__Work item__.
Reproduce the passage of the septic tank thread below word for word, from "My cover is" up to and including "next buyer asks.".

__Source document__.
- - - - - - -

# How big is the opening on top of a septic tank?



## 47_47 (Sep 11, 2007)

My cover is concrete about 20" square. It has 2 lengths of rebar shaped into handles and cast in place. You may need to make a bigger hole in your floor depending on how deep the cover is.


----------



## Maintenance 6 (Feb 26, 2008)

Mine is a round concrete cover about 18" in diameter. No handles or rings. If I were you, I would get a ring with a gasketed cover and set it flush with the floor. Then patch the concrete up to it. and put the carpet over the lid. Then you won't go through this again. They make them in sizes large enough to access with a screw down gasketed lid. Of course if you are selling, maybe it won't matter, unless the next buyer asks.


----------



## Mike Swearingen (Mar 15, 2005)

- - - - - - -

__Recorded information__.
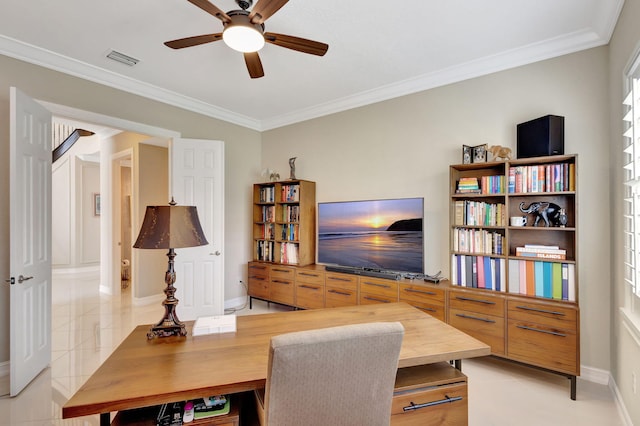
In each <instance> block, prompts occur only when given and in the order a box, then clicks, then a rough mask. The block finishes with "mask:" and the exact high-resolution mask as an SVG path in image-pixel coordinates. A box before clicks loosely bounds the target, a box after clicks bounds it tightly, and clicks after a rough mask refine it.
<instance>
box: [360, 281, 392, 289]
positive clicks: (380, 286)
mask: <svg viewBox="0 0 640 426" xmlns="http://www.w3.org/2000/svg"><path fill="white" fill-rule="evenodd" d="M362 284H366V285H372V286H374V287H382V288H391V286H390V285H387V284H378V283H372V282H369V281H365V282H363V283H362Z"/></svg>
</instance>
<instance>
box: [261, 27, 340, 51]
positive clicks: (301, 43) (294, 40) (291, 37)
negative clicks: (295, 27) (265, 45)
mask: <svg viewBox="0 0 640 426" xmlns="http://www.w3.org/2000/svg"><path fill="white" fill-rule="evenodd" d="M264 40H265V41H266V42H267V43H271V44H275V45H276V46H280V47H286V48H287V49H292V50H297V51H298V52H303V53H310V54H311V55H317V56H324V54H325V53H327V50H328V49H329V45H328V44H326V43H320V42H319V41H313V40H307V39H306V38H300V37H294V36H288V35H284V34H276V33H264Z"/></svg>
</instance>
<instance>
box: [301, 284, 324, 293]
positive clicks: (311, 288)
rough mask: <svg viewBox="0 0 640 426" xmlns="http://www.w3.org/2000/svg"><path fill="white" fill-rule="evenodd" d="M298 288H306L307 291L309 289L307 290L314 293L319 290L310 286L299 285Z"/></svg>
mask: <svg viewBox="0 0 640 426" xmlns="http://www.w3.org/2000/svg"><path fill="white" fill-rule="evenodd" d="M299 287H300V288H307V289H309V290H315V291H318V290H320V288H319V287H312V286H310V285H306V284H303V285H301V286H299Z"/></svg>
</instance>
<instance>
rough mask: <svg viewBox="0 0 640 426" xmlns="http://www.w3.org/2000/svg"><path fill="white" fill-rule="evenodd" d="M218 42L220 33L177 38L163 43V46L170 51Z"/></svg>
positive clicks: (206, 34) (219, 36) (220, 38)
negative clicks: (169, 50)
mask: <svg viewBox="0 0 640 426" xmlns="http://www.w3.org/2000/svg"><path fill="white" fill-rule="evenodd" d="M218 40H222V33H215V34H203V35H201V36H193V37H185V38H179V39H177V40H171V41H165V42H164V44H165V46H167V47H170V48H172V49H183V48H185V47H191V46H198V45H199V44H205V43H211V42H212V41H218Z"/></svg>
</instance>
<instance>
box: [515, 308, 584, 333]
mask: <svg viewBox="0 0 640 426" xmlns="http://www.w3.org/2000/svg"><path fill="white" fill-rule="evenodd" d="M507 317H508V318H509V319H510V320H511V319H513V320H519V321H527V322H535V323H537V324H541V325H546V326H549V327H555V328H562V329H565V330H570V331H572V332H574V333H575V332H576V331H577V330H578V310H577V308H573V307H570V306H561V305H559V304H553V303H545V302H535V301H527V300H509V301H508V302H507Z"/></svg>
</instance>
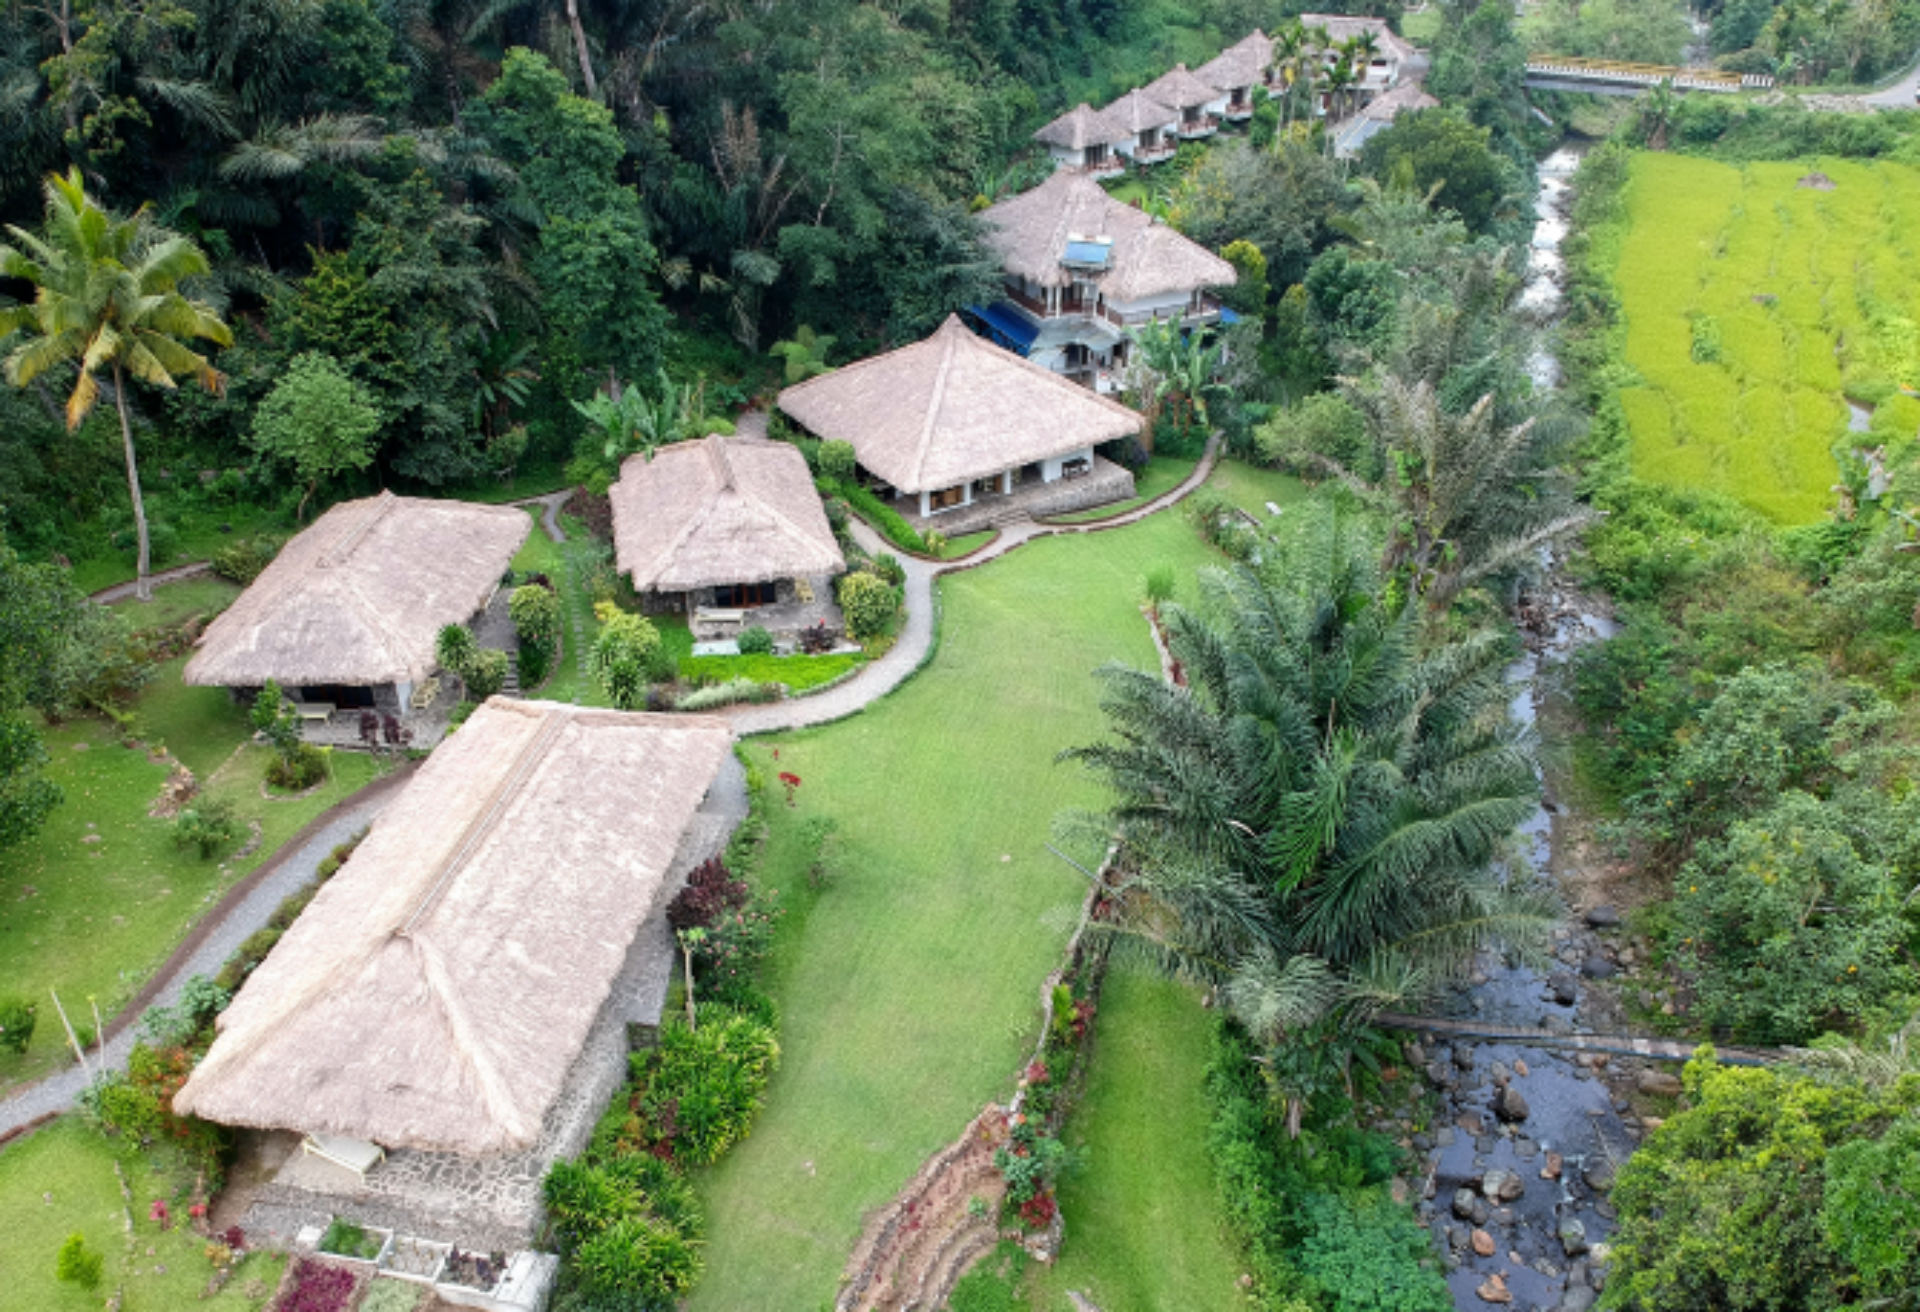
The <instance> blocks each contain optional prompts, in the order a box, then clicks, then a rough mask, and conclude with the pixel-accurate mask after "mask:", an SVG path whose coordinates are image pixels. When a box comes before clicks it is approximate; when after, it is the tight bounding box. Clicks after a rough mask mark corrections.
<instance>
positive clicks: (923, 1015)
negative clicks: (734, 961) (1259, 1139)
mask: <svg viewBox="0 0 1920 1312" xmlns="http://www.w3.org/2000/svg"><path fill="white" fill-rule="evenodd" d="M1213 559H1217V557H1213V555H1212V553H1210V551H1208V549H1206V547H1204V546H1202V544H1200V540H1198V538H1196V534H1194V532H1192V530H1190V528H1188V524H1187V522H1185V521H1183V519H1181V517H1179V515H1156V517H1152V519H1148V521H1144V522H1140V524H1135V526H1129V528H1121V530H1116V532H1108V534H1092V536H1071V538H1043V540H1039V542H1033V544H1029V546H1027V547H1023V549H1021V551H1016V553H1014V555H1008V557H1004V559H1000V561H995V563H991V565H985V567H983V569H977V571H968V572H964V574H956V576H952V578H947V580H943V582H941V588H943V599H945V619H943V632H941V645H939V653H937V659H935V661H933V663H931V665H929V667H927V668H925V670H924V672H922V674H918V676H914V678H912V680H910V682H908V684H906V686H902V688H900V690H899V692H895V693H891V695H889V697H885V699H883V701H879V703H876V705H874V707H870V709H868V711H864V713H860V715H858V717H854V718H851V720H843V722H837V724H828V726H822V728H814V730H803V732H797V734H785V736H778V738H764V740H753V741H751V743H749V745H747V755H749V759H751V761H753V763H755V765H756V766H758V768H760V770H764V772H766V776H768V778H772V774H774V772H776V770H785V772H791V774H797V776H799V778H801V780H803V782H801V786H799V790H797V797H795V807H797V809H793V811H789V809H787V807H781V805H778V803H776V805H774V816H772V822H774V824H772V847H770V849H768V861H766V876H768V880H770V882H772V884H774V886H776V887H780V889H781V901H783V903H785V905H787V907H789V912H787V916H785V918H783V920H781V924H780V932H778V935H776V953H774V959H772V970H770V980H772V987H774V993H776V997H778V1001H780V1005H781V1016H783V1020H781V1047H783V1060H781V1068H780V1074H778V1076H776V1078H774V1085H772V1089H770V1097H768V1106H766V1112H764V1114H762V1116H760V1122H758V1124H756V1126H755V1131H753V1137H751V1139H747V1141H745V1143H743V1145H741V1147H737V1149H735V1151H733V1153H732V1154H728V1158H724V1160H722V1162H720V1166H718V1168H716V1170H712V1172H710V1174H707V1176H705V1178H703V1179H701V1193H703V1195H705V1201H707V1208H708V1218H710V1224H708V1252H707V1277H705V1281H703V1283H701V1287H699V1291H697V1293H695V1297H693V1300H691V1304H689V1306H693V1308H728V1310H730V1312H735V1310H739V1312H745V1310H751V1308H768V1310H778V1312H791V1310H793V1308H818V1306H822V1304H826V1302H828V1300H829V1299H831V1295H833V1289H835V1279H837V1276H839V1270H841V1264H843V1262H845V1260H847V1254H849V1252H851V1249H852V1243H854V1239H856V1235H858V1229H860V1220H862V1216H864V1214H866V1212H868V1210H872V1208H876V1206H879V1204H883V1203H885V1201H887V1199H891V1197H893V1195H895V1193H897V1191H899V1189H900V1185H904V1183H906V1179H908V1178H910V1176H912V1174H914V1170H918V1168H920V1164H922V1162H924V1160H925V1158H927V1154H931V1153H933V1151H935V1149H939V1147H941V1145H945V1143H948V1141H950V1139H952V1137H954V1135H956V1133H958V1131H960V1130H962V1126H966V1122H968V1120H970V1118H972V1116H973V1114H975V1112H979V1108H981V1106H983V1105H985V1103H987V1101H991V1099H996V1097H1006V1093H1008V1091H1010V1087H1012V1080H1014V1076H1016V1072H1018V1066H1020V1062H1021V1060H1023V1055H1025V1049H1027V1045H1029V1043H1031V1041H1033V1032H1035V1026H1037V1016H1039V984H1041V980H1043V978H1044V974H1046V972H1048V970H1050V968H1052V966H1056V964H1058V959H1060V951H1062V947H1064V943H1066V935H1068V934H1069V930H1071V924H1073V918H1075V916H1077V911H1079V899H1081V895H1083V891H1085V880H1083V878H1081V876H1079V874H1075V872H1073V870H1071V868H1068V866H1066V864H1064V863H1062V861H1058V859H1056V857H1052V855H1050V853H1048V851H1046V843H1048V839H1050V838H1052V820H1054V816H1056V814H1058V813H1060V811H1064V809H1069V807H1087V805H1098V801H1100V799H1098V793H1096V791H1094V788H1092V786H1091V782H1089V780H1087V778H1085V776H1083V772H1079V770H1077V768H1073V766H1066V765H1054V755H1056V753H1058V751H1060V749H1062V747H1068V745H1073V743H1081V741H1089V740H1092V738H1096V736H1098V732H1100V715H1098V709H1096V707H1098V688H1096V684H1094V680H1092V678H1091V672H1092V670H1094V668H1096V667H1098V665H1102V663H1106V661H1110V659H1119V661H1127V663H1131V665H1137V667H1146V668H1150V667H1152V661H1154V649H1152V642H1150V638H1148V632H1146V622H1144V620H1142V619H1140V613H1139V597H1140V592H1142V578H1144V574H1146V572H1148V571H1150V569H1152V567H1156V565H1173V567H1175V569H1177V571H1179V572H1181V576H1183V582H1181V588H1183V592H1187V590H1190V576H1192V571H1194V569H1196V567H1200V565H1206V563H1210V561H1213ZM776 749H778V751H780V759H778V763H776V761H774V755H772V753H774V751H776ZM776 797H778V793H776ZM816 814H824V816H833V818H835V820H837V822H839V826H841V834H843V838H845V859H843V868H841V870H839V874H837V878H835V880H833V884H831V886H829V887H828V889H826V891H822V893H814V891H812V889H808V887H806V882H804V874H803V870H801V866H803V849H801V847H799V841H797V828H799V822H801V820H804V818H808V816H816ZM1079 855H1081V857H1083V859H1085V857H1092V855H1094V853H1079ZM1181 1204H1183V1206H1187V1208H1190V1210H1194V1212H1208V1210H1212V1206H1213V1193H1212V1185H1208V1187H1206V1189H1204V1191H1202V1193H1198V1195H1194V1197H1187V1199H1183V1201H1181ZM1114 1260H1121V1256H1119V1254H1114ZM1127 1260H1131V1258H1127Z"/></svg>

- - - - - - -

__Task result__.
My cover is concrete about 20" square. It has 2 lengths of rebar shaped into handles and cast in place. You may need to make a bigger hole in your floor depending on how deep the cover is.


----------



## Maintenance 6 (Feb 26, 2008)

Mine is a round concrete cover about 18" in diameter. No handles or rings. If I were you, I would get a ring with a gasketed cover and set it flush with the floor. Then patch the concrete up to it. and put the carpet over the lid. Then you won't go through this again. They make them in sizes large enough to access with a screw down gasketed lid. Of course if you are selling, maybe it won't matter, unless the next buyer asks.